What to produce =>
The line containing "Check that each instance of the mayonnaise" and every line after it, through the last, are to be extracted exactly; no other lines belong in the answer.

Records =>
+---+

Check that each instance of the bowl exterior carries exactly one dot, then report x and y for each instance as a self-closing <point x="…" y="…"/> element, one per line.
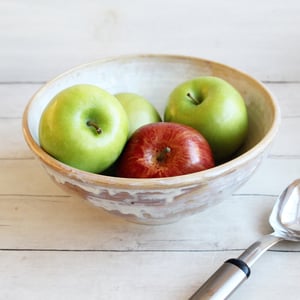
<point x="164" y="200"/>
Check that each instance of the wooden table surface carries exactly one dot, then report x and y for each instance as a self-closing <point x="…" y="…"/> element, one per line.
<point x="53" y="246"/>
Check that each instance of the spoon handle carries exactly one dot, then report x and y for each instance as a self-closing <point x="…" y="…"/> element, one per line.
<point x="234" y="271"/>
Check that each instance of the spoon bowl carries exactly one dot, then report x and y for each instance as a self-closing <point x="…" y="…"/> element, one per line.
<point x="284" y="219"/>
<point x="285" y="216"/>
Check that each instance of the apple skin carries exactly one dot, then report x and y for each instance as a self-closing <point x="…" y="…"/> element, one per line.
<point x="164" y="150"/>
<point x="139" y="111"/>
<point x="217" y="111"/>
<point x="65" y="134"/>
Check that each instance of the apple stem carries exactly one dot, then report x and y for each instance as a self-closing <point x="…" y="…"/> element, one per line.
<point x="162" y="155"/>
<point x="93" y="124"/>
<point x="194" y="100"/>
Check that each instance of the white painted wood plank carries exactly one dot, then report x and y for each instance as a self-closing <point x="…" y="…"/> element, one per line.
<point x="39" y="40"/>
<point x="158" y="275"/>
<point x="66" y="223"/>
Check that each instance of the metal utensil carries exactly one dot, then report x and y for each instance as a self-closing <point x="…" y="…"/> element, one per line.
<point x="285" y="220"/>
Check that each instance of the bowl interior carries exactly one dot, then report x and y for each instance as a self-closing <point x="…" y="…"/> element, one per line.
<point x="154" y="77"/>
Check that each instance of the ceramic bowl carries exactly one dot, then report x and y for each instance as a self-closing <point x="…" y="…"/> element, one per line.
<point x="160" y="200"/>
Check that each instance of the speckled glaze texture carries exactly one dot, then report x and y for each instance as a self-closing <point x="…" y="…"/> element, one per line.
<point x="157" y="200"/>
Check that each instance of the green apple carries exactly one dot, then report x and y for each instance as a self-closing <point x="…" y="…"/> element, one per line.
<point x="85" y="127"/>
<point x="215" y="108"/>
<point x="139" y="110"/>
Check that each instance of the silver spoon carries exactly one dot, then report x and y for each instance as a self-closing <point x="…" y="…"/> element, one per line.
<point x="285" y="220"/>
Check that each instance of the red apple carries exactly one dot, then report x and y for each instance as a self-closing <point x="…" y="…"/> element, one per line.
<point x="164" y="149"/>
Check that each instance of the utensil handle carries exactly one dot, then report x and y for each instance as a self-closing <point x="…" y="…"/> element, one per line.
<point x="224" y="281"/>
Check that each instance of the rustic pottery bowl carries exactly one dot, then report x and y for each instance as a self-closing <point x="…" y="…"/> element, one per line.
<point x="164" y="200"/>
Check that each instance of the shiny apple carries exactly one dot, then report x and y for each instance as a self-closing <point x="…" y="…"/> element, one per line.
<point x="162" y="150"/>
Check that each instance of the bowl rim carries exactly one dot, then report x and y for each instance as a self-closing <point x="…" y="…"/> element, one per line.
<point x="150" y="183"/>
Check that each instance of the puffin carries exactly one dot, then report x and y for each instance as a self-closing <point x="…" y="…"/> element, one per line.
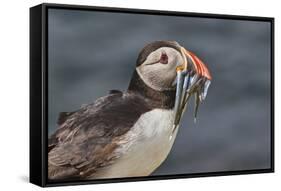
<point x="130" y="133"/>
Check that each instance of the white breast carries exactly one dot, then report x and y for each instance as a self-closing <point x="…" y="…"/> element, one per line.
<point x="145" y="146"/>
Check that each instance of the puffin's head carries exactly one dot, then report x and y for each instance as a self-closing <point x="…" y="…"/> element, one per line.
<point x="157" y="63"/>
<point x="166" y="65"/>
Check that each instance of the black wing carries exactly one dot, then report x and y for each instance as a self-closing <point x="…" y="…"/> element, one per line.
<point x="86" y="138"/>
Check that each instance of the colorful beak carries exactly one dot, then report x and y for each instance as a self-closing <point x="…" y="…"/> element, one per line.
<point x="193" y="77"/>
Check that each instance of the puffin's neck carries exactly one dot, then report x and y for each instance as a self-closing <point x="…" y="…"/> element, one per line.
<point x="158" y="99"/>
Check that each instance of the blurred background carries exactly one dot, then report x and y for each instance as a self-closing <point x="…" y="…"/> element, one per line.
<point x="93" y="52"/>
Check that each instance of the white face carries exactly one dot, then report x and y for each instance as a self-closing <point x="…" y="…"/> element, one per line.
<point x="159" y="69"/>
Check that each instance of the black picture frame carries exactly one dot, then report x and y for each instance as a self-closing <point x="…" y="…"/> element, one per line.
<point x="39" y="93"/>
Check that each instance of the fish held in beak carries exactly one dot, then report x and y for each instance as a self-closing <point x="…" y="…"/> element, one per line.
<point x="193" y="78"/>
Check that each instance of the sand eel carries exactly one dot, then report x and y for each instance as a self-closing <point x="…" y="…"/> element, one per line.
<point x="129" y="134"/>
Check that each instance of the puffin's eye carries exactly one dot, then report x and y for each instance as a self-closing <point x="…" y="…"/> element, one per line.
<point x="163" y="58"/>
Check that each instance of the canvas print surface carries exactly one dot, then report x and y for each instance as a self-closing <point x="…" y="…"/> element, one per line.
<point x="133" y="95"/>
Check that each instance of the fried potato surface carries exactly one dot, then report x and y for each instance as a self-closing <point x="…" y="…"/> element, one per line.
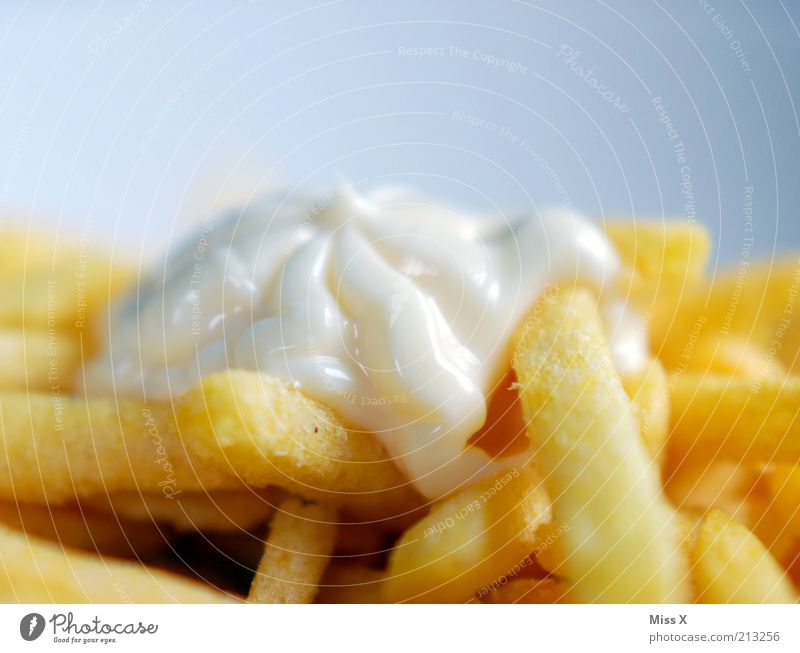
<point x="738" y="419"/>
<point x="621" y="545"/>
<point x="268" y="433"/>
<point x="730" y="565"/>
<point x="663" y="257"/>
<point x="299" y="547"/>
<point x="468" y="540"/>
<point x="54" y="449"/>
<point x="36" y="571"/>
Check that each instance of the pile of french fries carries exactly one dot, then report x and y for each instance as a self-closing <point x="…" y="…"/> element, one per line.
<point x="677" y="483"/>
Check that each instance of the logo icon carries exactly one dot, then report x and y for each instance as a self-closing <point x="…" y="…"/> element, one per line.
<point x="31" y="626"/>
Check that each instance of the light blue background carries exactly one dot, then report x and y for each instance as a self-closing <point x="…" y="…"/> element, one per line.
<point x="133" y="119"/>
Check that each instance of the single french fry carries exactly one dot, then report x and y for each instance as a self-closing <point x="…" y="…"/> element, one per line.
<point x="37" y="571"/>
<point x="529" y="590"/>
<point x="778" y="524"/>
<point x="730" y="565"/>
<point x="621" y="545"/>
<point x="663" y="256"/>
<point x="649" y="393"/>
<point x="468" y="540"/>
<point x="731" y="418"/>
<point x="733" y="355"/>
<point x="36" y="361"/>
<point x="696" y="486"/>
<point x="83" y="528"/>
<point x="224" y="511"/>
<point x="266" y="432"/>
<point x="55" y="449"/>
<point x="299" y="547"/>
<point x="350" y="582"/>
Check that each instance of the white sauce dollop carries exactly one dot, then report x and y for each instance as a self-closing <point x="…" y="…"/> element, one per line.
<point x="394" y="311"/>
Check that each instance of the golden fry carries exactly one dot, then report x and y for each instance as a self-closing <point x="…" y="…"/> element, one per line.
<point x="529" y="590"/>
<point x="757" y="303"/>
<point x="224" y="511"/>
<point x="715" y="416"/>
<point x="649" y="393"/>
<point x="267" y="433"/>
<point x="78" y="527"/>
<point x="730" y="565"/>
<point x="300" y="544"/>
<point x="469" y="540"/>
<point x="621" y="545"/>
<point x="663" y="257"/>
<point x="55" y="448"/>
<point x="36" y="571"/>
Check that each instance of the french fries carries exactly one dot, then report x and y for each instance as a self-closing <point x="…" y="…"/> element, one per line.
<point x="35" y="571"/>
<point x="663" y="258"/>
<point x="299" y="547"/>
<point x="529" y="590"/>
<point x="267" y="433"/>
<point x="38" y="361"/>
<point x="675" y="482"/>
<point x="469" y="540"/>
<point x="732" y="418"/>
<point x="756" y="302"/>
<point x="730" y="565"/>
<point x="55" y="449"/>
<point x="648" y="390"/>
<point x="621" y="544"/>
<point x="225" y="511"/>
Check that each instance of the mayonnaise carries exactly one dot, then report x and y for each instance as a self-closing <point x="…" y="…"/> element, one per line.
<point x="394" y="311"/>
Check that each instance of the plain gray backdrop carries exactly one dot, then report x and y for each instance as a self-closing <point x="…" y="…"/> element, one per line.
<point x="132" y="120"/>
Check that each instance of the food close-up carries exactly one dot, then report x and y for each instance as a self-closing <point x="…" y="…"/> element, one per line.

+---+

Final answer =>
Check that each instance of the mayonnaise carries exactly one dot, then report x and y for each instance as a self-closing <point x="…" y="…"/> element, one per line.
<point x="394" y="311"/>
Check that each instance of the plain gray backdrop carries exactly one dot, then report x and y for each instance as a self-closing <point x="…" y="…"/> element, one per line.
<point x="132" y="120"/>
Check that each instance of the food close-up carries exactly one dot, then report x and y for each instance as a self-closing <point x="…" y="…"/> element, one per line.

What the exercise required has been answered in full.